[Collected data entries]
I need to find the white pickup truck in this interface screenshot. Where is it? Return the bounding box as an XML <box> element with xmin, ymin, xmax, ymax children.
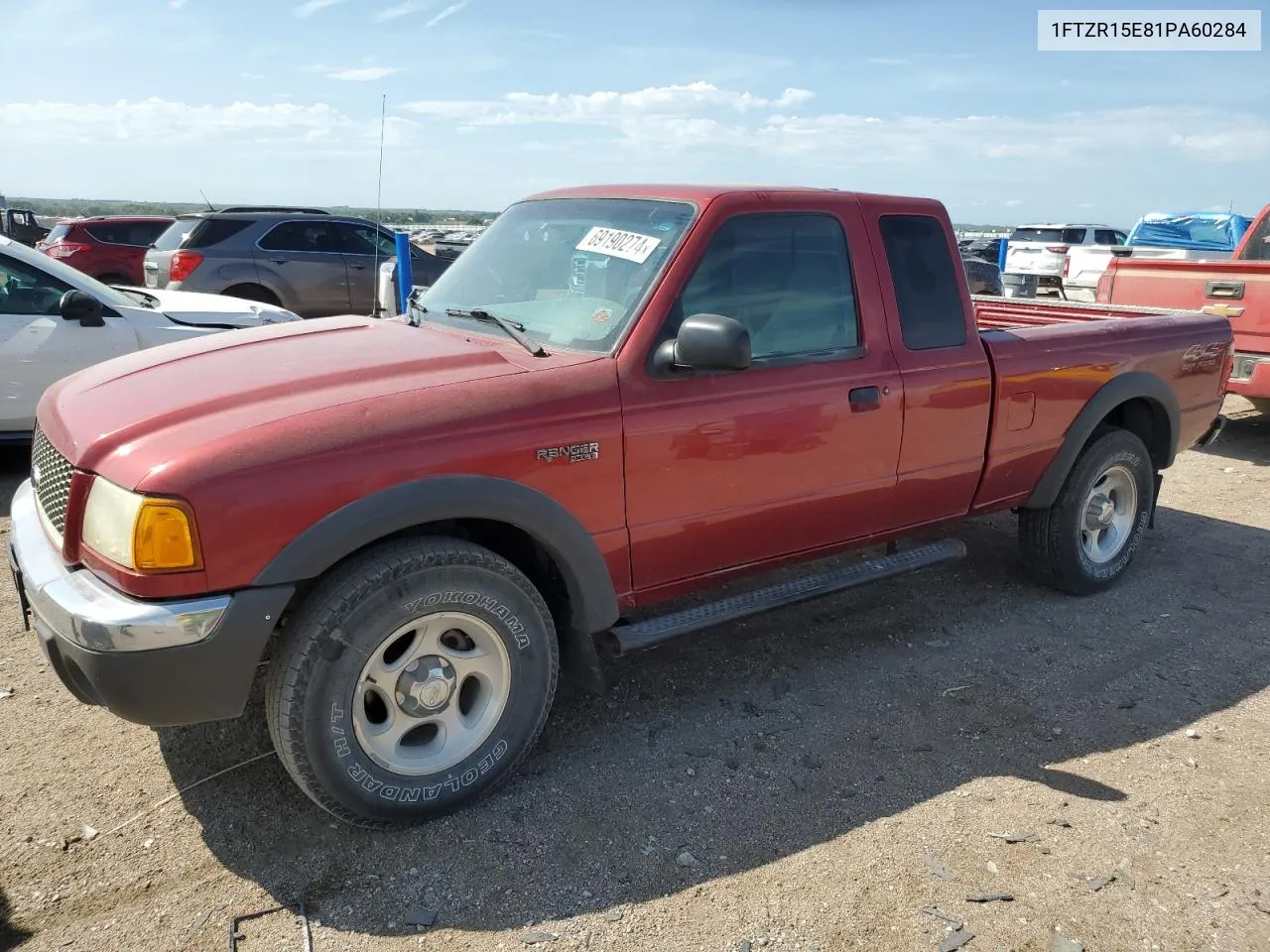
<box><xmin>0</xmin><ymin>235</ymin><xmax>301</xmax><ymax>440</ymax></box>
<box><xmin>1004</xmin><ymin>225</ymin><xmax>1128</xmax><ymax>290</ymax></box>
<box><xmin>1063</xmin><ymin>212</ymin><xmax>1248</xmax><ymax>295</ymax></box>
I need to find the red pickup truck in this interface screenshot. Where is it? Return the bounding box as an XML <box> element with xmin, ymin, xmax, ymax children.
<box><xmin>1094</xmin><ymin>204</ymin><xmax>1270</xmax><ymax>414</ymax></box>
<box><xmin>10</xmin><ymin>186</ymin><xmax>1232</xmax><ymax>825</ymax></box>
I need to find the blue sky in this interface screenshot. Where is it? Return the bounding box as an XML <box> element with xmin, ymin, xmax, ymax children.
<box><xmin>0</xmin><ymin>0</ymin><xmax>1270</xmax><ymax>227</ymax></box>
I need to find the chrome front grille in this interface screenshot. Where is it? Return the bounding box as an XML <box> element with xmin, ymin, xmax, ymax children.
<box><xmin>31</xmin><ymin>429</ymin><xmax>75</xmax><ymax>536</ymax></box>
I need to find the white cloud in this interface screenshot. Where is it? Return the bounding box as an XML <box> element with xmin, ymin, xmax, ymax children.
<box><xmin>322</xmin><ymin>66</ymin><xmax>400</xmax><ymax>82</ymax></box>
<box><xmin>423</xmin><ymin>0</ymin><xmax>468</xmax><ymax>29</ymax></box>
<box><xmin>375</xmin><ymin>0</ymin><xmax>435</xmax><ymax>23</ymax></box>
<box><xmin>292</xmin><ymin>0</ymin><xmax>344</xmax><ymax>17</ymax></box>
<box><xmin>0</xmin><ymin>98</ymin><xmax>393</xmax><ymax>146</ymax></box>
<box><xmin>404</xmin><ymin>82</ymin><xmax>814</xmax><ymax>127</ymax></box>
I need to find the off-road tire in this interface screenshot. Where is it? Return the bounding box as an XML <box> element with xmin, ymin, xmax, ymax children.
<box><xmin>221</xmin><ymin>285</ymin><xmax>282</xmax><ymax>307</ymax></box>
<box><xmin>1019</xmin><ymin>427</ymin><xmax>1155</xmax><ymax>595</ymax></box>
<box><xmin>266</xmin><ymin>536</ymin><xmax>559</xmax><ymax>828</ymax></box>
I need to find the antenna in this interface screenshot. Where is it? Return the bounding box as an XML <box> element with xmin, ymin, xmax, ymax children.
<box><xmin>371</xmin><ymin>92</ymin><xmax>383</xmax><ymax>317</ymax></box>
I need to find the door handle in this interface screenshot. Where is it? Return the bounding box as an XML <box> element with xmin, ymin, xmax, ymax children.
<box><xmin>1204</xmin><ymin>281</ymin><xmax>1243</xmax><ymax>300</ymax></box>
<box><xmin>847</xmin><ymin>387</ymin><xmax>881</xmax><ymax>414</ymax></box>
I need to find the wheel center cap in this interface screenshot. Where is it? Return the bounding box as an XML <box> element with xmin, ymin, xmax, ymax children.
<box><xmin>1098</xmin><ymin>496</ymin><xmax>1115</xmax><ymax>526</ymax></box>
<box><xmin>395</xmin><ymin>654</ymin><xmax>456</xmax><ymax>717</ymax></box>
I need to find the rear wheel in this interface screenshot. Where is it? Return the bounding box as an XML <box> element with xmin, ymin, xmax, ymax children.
<box><xmin>221</xmin><ymin>285</ymin><xmax>282</xmax><ymax>307</ymax></box>
<box><xmin>266</xmin><ymin>538</ymin><xmax>559</xmax><ymax>826</ymax></box>
<box><xmin>1019</xmin><ymin>429</ymin><xmax>1155</xmax><ymax>595</ymax></box>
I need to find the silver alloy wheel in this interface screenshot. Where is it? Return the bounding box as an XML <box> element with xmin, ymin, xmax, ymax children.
<box><xmin>1080</xmin><ymin>464</ymin><xmax>1138</xmax><ymax>565</ymax></box>
<box><xmin>352</xmin><ymin>612</ymin><xmax>512</xmax><ymax>776</ymax></box>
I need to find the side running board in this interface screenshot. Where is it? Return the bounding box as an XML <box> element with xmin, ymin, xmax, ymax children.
<box><xmin>609</xmin><ymin>539</ymin><xmax>965</xmax><ymax>654</ymax></box>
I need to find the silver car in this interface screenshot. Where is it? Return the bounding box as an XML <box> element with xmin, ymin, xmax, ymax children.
<box><xmin>144</xmin><ymin>207</ymin><xmax>448</xmax><ymax>317</ymax></box>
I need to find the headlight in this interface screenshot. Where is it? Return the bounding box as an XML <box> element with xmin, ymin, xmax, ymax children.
<box><xmin>82</xmin><ymin>476</ymin><xmax>200</xmax><ymax>571</ymax></box>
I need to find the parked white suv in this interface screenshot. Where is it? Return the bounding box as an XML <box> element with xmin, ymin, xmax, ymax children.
<box><xmin>0</xmin><ymin>235</ymin><xmax>301</xmax><ymax>440</ymax></box>
<box><xmin>1004</xmin><ymin>225</ymin><xmax>1129</xmax><ymax>287</ymax></box>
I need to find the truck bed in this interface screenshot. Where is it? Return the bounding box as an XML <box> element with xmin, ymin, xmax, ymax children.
<box><xmin>970</xmin><ymin>295</ymin><xmax>1178</xmax><ymax>332</ymax></box>
<box><xmin>1098</xmin><ymin>254</ymin><xmax>1270</xmax><ymax>399</ymax></box>
<box><xmin>971</xmin><ymin>296</ymin><xmax>1230</xmax><ymax>509</ymax></box>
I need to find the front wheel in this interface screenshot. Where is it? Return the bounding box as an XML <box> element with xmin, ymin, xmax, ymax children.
<box><xmin>266</xmin><ymin>538</ymin><xmax>559</xmax><ymax>826</ymax></box>
<box><xmin>1019</xmin><ymin>429</ymin><xmax>1155</xmax><ymax>595</ymax></box>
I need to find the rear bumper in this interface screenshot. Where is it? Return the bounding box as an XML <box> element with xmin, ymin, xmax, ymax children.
<box><xmin>9</xmin><ymin>481</ymin><xmax>294</xmax><ymax>727</ymax></box>
<box><xmin>1225</xmin><ymin>350</ymin><xmax>1270</xmax><ymax>398</ymax></box>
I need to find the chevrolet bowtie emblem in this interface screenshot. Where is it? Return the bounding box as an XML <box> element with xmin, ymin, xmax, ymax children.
<box><xmin>1199</xmin><ymin>304</ymin><xmax>1243</xmax><ymax>317</ymax></box>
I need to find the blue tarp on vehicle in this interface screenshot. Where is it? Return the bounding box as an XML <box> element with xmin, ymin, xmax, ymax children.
<box><xmin>1129</xmin><ymin>212</ymin><xmax>1252</xmax><ymax>251</ymax></box>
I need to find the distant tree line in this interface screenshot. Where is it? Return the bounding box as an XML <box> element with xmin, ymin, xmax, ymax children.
<box><xmin>16</xmin><ymin>195</ymin><xmax>498</xmax><ymax>225</ymax></box>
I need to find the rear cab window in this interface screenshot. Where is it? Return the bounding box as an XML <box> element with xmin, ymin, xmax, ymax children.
<box><xmin>877</xmin><ymin>214</ymin><xmax>966</xmax><ymax>350</ymax></box>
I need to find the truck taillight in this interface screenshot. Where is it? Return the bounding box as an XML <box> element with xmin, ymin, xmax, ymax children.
<box><xmin>168</xmin><ymin>251</ymin><xmax>203</xmax><ymax>281</ymax></box>
<box><xmin>44</xmin><ymin>241</ymin><xmax>89</xmax><ymax>258</ymax></box>
<box><xmin>1093</xmin><ymin>269</ymin><xmax>1115</xmax><ymax>304</ymax></box>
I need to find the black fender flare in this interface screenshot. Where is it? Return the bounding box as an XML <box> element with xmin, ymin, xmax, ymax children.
<box><xmin>254</xmin><ymin>475</ymin><xmax>620</xmax><ymax>636</ymax></box>
<box><xmin>1024</xmin><ymin>371</ymin><xmax>1181</xmax><ymax>509</ymax></box>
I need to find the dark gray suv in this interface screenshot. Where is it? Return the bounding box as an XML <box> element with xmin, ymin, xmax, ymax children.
<box><xmin>144</xmin><ymin>207</ymin><xmax>449</xmax><ymax>317</ymax></box>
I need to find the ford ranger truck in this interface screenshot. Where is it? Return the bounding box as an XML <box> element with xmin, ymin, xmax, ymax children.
<box><xmin>10</xmin><ymin>185</ymin><xmax>1232</xmax><ymax>826</ymax></box>
<box><xmin>1094</xmin><ymin>205</ymin><xmax>1270</xmax><ymax>416</ymax></box>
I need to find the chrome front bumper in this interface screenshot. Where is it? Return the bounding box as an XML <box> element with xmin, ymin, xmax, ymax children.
<box><xmin>9</xmin><ymin>480</ymin><xmax>230</xmax><ymax>652</ymax></box>
<box><xmin>9</xmin><ymin>481</ymin><xmax>295</xmax><ymax>727</ymax></box>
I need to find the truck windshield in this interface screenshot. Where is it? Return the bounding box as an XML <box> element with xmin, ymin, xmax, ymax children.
<box><xmin>419</xmin><ymin>198</ymin><xmax>696</xmax><ymax>353</ymax></box>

**Stated goal:** Locate the line with "I need to find the chrome front bumper" in the entries above; extract it and every line after it, verbatim.

**Finished answer:**
I need to find the chrome front bumper in this interface screenshot. Where is it? Return the bounding box as an XML <box> element with xmin, ymin, xmax, ymax children.
<box><xmin>9</xmin><ymin>480</ymin><xmax>230</xmax><ymax>652</ymax></box>
<box><xmin>9</xmin><ymin>481</ymin><xmax>295</xmax><ymax>727</ymax></box>
I need to find the truck windshield in this interface screenshot. Where is it? Return the bounding box as an XML <box> element with xmin, ymin, xmax, ymax children.
<box><xmin>419</xmin><ymin>198</ymin><xmax>696</xmax><ymax>353</ymax></box>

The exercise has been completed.